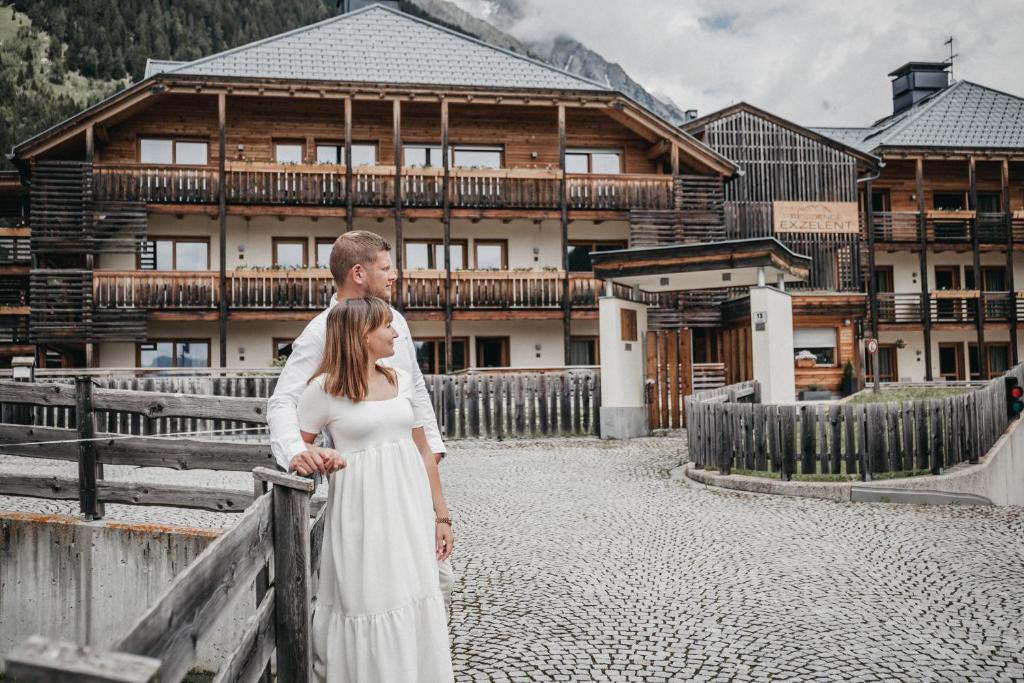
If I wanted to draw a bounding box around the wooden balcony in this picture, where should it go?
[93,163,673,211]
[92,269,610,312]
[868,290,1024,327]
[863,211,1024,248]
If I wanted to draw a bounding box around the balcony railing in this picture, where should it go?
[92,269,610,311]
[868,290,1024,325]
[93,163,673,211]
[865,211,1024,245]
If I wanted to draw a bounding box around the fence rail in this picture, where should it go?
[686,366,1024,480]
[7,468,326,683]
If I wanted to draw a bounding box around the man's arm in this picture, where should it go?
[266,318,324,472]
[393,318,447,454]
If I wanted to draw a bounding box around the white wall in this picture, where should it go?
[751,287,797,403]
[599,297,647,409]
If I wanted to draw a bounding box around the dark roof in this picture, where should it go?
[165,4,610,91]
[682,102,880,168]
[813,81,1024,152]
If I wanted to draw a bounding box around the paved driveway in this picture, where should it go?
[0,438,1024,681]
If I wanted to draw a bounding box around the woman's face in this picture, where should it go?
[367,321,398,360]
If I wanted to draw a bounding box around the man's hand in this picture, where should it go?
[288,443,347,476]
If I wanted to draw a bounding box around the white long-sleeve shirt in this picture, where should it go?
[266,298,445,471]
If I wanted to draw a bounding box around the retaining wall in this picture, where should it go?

::::::::::

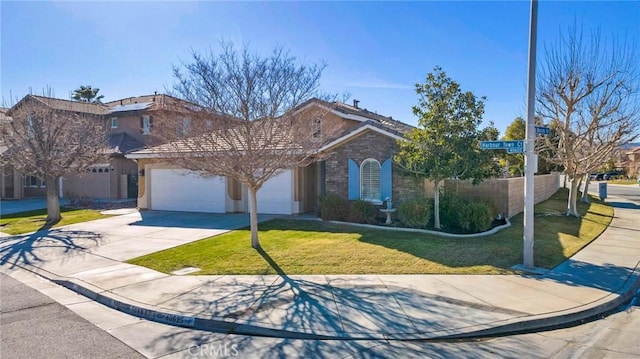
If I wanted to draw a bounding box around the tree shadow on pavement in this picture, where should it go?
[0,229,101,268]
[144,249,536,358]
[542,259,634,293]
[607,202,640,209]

::::::::::

- Exercise
Return the entries above without any changes, from the line with "If I wanted to draw a bounding box around the fence" to the line with "[599,297,647,409]", including both of those lines.

- Solution to this task
If I wanted to draw a bounding box around the fence rail in this picture, where should it go?
[686,366,1024,480]
[7,468,326,683]
If I wanted to draw a bounding box around the man's arm in this picture, where should it go?
[266,318,324,472]
[393,318,447,454]
If I wanted to draw a bounding box around the white wall in this picture, where should it go?
[751,287,797,403]
[599,297,647,409]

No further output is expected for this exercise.